- [WORK ITEM] Word for word, retype each record shown below.

- [DATA TO USE]

|---|

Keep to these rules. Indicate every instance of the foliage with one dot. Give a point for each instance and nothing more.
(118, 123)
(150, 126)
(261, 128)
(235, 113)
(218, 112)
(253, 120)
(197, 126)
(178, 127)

|---|

- [SOLUTION TO THE EXERCISE]
Keep to these rules. Indicate every instance of the foliage with one dot. Give a point for each instance and nothing more.
(118, 123)
(150, 126)
(261, 128)
(235, 113)
(218, 112)
(253, 120)
(197, 126)
(178, 127)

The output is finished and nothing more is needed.